# [问题描述]
请列出下文题解中所有以带下标 i 的字母表示的量，并写出题解给出的各自含义。

# [摘录原文]

-*-

CF2178G deCH OR Dations 题解

· · 题解

使用经典的异或哈希。给每条弦赋一个随机的权值 w_i,并定义每条链的权值为链上所有弦的权值异或和,则只需判断所有链的权值的异或和是否为 0

接下来考虑怎么做这个东西。定义 f_i 为以弦 i 结尾的链的权值的异或和,g_i 为以弦 i 结尾的链的个数的奇偶性。则转移为

g_i=\left(\bigoplus\limits_{j<i,j \cap i} g_j\right) \oplus 1 f_i=\bigoplus\limits_{j<i,j \cap i} [f_j \oplus (g_j \cdot w_i)] \oplus w_i

变一下形,变为

f_i=\left(\bigoplus_{j<i, j \cap i} f_j\right) \oplus \left[w_i \cdot \left(\bigoplus_{j<i,j\cap i} g_j\right)\right] \oplus w_i

现在,转移变成了 f_j 的异或和和 g_j 的异或和两部分。树状数组维护即可。

复杂度 O(n \log n)

-*-

# [所给数据]
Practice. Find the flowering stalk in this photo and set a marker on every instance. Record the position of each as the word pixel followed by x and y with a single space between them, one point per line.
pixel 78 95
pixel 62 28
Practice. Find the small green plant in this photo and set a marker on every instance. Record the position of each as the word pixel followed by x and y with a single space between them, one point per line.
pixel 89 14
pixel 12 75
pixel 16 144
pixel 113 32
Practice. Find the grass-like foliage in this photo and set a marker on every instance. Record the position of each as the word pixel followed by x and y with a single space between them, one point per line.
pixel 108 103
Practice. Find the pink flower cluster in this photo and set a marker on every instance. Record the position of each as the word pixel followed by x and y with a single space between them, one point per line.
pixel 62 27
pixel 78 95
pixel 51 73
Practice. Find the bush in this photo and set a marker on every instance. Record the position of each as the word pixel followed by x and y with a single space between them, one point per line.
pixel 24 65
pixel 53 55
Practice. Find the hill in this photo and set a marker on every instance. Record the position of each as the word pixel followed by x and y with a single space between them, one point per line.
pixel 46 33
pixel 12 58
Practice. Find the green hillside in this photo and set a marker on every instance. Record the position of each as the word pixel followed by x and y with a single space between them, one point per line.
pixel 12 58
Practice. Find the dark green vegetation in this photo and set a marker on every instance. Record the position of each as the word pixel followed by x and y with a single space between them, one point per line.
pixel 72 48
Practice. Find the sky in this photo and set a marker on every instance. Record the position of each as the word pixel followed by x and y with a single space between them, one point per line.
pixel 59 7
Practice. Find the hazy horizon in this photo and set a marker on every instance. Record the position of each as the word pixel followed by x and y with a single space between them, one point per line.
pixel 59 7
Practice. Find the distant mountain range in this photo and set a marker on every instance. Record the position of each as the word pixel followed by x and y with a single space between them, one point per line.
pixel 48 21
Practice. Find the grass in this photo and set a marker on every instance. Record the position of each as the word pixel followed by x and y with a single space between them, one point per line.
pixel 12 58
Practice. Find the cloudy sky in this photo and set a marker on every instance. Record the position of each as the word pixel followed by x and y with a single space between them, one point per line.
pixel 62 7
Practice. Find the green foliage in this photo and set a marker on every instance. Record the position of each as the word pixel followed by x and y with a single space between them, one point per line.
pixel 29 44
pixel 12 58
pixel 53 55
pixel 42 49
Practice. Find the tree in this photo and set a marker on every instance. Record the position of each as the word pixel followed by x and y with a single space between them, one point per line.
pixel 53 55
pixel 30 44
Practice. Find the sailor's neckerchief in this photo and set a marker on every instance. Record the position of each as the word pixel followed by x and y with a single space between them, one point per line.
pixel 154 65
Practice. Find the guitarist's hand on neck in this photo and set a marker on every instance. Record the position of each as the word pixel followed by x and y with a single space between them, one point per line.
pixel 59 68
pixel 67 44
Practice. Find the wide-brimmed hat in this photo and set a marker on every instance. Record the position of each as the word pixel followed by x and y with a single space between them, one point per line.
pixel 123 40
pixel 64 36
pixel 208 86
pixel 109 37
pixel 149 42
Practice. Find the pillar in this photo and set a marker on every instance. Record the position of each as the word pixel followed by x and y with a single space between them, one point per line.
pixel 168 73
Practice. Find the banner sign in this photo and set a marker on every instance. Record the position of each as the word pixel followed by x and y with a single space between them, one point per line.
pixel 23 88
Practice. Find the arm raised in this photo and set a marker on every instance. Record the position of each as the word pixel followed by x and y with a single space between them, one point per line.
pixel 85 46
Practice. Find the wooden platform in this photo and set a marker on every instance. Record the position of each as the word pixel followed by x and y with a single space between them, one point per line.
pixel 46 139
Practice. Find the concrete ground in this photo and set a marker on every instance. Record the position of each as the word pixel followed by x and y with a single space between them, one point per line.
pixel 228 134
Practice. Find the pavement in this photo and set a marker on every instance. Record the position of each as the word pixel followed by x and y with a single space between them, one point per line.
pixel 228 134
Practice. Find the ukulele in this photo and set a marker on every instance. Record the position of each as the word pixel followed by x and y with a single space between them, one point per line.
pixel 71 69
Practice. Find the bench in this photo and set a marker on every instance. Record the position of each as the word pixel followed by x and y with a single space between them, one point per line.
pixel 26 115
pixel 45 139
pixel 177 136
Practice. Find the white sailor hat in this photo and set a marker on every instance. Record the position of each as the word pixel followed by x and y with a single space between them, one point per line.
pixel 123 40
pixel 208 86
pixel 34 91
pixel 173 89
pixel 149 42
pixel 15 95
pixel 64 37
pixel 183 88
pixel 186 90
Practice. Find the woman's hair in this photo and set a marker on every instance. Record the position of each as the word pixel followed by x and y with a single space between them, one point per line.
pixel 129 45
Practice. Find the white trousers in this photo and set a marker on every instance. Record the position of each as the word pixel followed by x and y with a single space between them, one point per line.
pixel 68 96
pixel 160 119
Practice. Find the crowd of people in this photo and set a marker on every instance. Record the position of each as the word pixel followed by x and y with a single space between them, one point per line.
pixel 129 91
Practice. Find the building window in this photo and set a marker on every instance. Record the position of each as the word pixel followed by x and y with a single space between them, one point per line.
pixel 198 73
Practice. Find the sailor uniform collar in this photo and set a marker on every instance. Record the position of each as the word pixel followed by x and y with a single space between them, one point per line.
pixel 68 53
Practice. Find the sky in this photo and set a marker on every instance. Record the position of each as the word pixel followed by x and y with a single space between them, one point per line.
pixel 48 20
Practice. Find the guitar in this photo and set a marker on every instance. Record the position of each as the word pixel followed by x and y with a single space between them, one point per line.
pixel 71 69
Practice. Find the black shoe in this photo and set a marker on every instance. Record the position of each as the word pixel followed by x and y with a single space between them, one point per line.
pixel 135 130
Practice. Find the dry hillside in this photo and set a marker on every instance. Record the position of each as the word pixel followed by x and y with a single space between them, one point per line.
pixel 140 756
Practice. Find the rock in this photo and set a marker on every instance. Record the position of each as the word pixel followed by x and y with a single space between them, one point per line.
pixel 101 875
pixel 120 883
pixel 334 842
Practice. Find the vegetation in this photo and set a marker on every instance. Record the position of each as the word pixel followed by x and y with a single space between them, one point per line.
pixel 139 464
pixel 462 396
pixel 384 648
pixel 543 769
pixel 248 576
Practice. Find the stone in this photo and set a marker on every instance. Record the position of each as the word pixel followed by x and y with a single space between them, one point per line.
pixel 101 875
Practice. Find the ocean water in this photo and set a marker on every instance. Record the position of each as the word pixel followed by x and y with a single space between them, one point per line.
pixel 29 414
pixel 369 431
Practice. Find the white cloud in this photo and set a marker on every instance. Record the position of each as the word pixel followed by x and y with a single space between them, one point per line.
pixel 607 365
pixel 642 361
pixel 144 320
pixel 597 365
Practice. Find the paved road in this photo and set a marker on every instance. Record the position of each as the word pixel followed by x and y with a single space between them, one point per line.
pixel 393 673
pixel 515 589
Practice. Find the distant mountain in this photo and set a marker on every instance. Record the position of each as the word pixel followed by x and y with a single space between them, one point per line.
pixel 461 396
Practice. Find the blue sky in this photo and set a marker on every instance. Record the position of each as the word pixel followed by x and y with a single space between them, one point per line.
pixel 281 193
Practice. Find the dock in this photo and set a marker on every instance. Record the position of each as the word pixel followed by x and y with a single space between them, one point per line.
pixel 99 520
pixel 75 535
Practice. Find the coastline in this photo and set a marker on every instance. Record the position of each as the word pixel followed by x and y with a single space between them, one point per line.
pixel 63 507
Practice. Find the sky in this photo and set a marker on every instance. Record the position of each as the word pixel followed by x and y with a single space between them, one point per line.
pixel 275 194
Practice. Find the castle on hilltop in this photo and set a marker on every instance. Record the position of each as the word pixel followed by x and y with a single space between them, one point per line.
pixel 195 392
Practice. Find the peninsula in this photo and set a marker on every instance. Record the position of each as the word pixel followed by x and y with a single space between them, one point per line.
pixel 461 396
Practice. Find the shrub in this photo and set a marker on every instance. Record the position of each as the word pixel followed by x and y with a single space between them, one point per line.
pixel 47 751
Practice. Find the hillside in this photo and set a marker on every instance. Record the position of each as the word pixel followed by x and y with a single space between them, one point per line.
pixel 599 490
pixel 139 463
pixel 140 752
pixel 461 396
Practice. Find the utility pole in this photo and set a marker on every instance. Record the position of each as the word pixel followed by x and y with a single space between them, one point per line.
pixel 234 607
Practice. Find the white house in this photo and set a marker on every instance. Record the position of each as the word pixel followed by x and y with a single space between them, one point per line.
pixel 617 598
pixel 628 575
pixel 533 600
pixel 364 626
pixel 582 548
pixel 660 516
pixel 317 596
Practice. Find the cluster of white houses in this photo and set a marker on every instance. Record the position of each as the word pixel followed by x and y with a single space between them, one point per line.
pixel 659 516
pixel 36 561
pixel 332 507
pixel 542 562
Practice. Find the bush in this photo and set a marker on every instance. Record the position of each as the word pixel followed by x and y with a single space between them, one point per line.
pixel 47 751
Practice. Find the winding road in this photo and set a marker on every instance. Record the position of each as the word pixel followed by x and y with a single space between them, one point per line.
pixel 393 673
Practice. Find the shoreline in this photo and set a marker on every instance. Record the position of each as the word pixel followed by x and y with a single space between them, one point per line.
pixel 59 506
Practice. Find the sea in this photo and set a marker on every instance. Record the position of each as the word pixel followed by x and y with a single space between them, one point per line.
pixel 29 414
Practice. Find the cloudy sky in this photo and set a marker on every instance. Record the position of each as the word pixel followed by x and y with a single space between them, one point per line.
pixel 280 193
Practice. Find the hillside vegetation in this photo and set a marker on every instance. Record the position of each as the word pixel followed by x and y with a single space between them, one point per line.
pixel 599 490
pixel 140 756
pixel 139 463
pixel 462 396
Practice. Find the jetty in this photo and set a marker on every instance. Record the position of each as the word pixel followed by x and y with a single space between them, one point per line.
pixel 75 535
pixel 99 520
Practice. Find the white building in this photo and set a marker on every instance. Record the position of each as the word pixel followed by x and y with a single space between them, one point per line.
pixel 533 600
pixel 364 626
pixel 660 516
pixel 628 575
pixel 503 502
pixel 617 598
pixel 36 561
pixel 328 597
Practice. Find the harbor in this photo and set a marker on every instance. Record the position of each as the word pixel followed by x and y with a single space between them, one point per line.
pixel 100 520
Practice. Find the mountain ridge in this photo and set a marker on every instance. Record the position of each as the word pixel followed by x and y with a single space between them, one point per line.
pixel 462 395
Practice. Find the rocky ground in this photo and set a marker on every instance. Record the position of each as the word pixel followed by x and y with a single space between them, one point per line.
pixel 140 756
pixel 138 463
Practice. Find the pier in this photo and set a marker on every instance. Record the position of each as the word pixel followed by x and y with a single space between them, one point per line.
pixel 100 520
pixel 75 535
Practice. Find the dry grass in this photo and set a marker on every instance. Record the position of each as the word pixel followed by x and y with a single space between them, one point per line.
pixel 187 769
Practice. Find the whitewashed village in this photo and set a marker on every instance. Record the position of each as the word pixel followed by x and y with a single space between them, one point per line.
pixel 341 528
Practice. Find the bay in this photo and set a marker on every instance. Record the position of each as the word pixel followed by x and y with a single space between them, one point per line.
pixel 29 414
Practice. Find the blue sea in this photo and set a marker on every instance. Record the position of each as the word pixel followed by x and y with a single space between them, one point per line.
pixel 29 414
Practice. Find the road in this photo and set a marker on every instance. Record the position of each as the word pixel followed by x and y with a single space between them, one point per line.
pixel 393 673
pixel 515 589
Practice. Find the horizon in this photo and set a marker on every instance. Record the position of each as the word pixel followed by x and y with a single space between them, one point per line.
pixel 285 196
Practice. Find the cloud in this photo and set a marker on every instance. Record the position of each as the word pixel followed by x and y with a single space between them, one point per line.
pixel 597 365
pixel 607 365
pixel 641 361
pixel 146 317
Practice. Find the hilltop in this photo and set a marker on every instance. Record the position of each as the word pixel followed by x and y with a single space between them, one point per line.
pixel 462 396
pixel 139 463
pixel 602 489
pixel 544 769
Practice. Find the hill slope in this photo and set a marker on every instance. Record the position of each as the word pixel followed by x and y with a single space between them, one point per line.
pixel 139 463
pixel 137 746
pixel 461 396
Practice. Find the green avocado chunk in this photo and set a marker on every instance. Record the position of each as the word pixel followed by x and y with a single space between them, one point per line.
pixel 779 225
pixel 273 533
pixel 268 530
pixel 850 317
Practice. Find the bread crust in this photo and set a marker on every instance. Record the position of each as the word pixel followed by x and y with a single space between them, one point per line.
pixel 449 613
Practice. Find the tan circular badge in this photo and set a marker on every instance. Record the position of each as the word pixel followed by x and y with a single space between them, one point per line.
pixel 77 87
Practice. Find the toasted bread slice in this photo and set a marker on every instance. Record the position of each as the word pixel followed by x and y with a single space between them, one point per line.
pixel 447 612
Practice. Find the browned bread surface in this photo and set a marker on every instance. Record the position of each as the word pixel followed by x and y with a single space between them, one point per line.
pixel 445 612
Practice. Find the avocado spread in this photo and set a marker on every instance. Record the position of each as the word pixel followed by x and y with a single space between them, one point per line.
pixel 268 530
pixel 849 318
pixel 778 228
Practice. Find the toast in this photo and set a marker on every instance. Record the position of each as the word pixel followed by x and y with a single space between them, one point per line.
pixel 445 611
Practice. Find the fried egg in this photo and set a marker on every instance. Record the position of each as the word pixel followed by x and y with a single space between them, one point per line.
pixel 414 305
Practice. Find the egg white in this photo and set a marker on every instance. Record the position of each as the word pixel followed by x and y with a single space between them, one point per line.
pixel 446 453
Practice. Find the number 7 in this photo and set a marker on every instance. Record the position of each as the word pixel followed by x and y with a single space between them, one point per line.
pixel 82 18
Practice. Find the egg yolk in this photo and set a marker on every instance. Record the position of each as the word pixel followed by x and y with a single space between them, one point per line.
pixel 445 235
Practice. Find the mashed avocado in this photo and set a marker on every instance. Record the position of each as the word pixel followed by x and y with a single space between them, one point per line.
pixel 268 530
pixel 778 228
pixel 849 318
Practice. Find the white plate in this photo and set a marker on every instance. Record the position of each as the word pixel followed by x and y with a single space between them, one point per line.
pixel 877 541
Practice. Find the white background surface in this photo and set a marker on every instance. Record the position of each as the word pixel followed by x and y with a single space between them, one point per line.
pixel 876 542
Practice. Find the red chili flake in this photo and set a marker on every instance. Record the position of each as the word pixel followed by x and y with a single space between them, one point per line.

-*-

# [正确答案]
- w_i：给每条弦赋的随机权值
- f_i：以弦 i 结尾的链的权值的异或和
- g_i：以弦 i 结尾的链的个数的奇偶性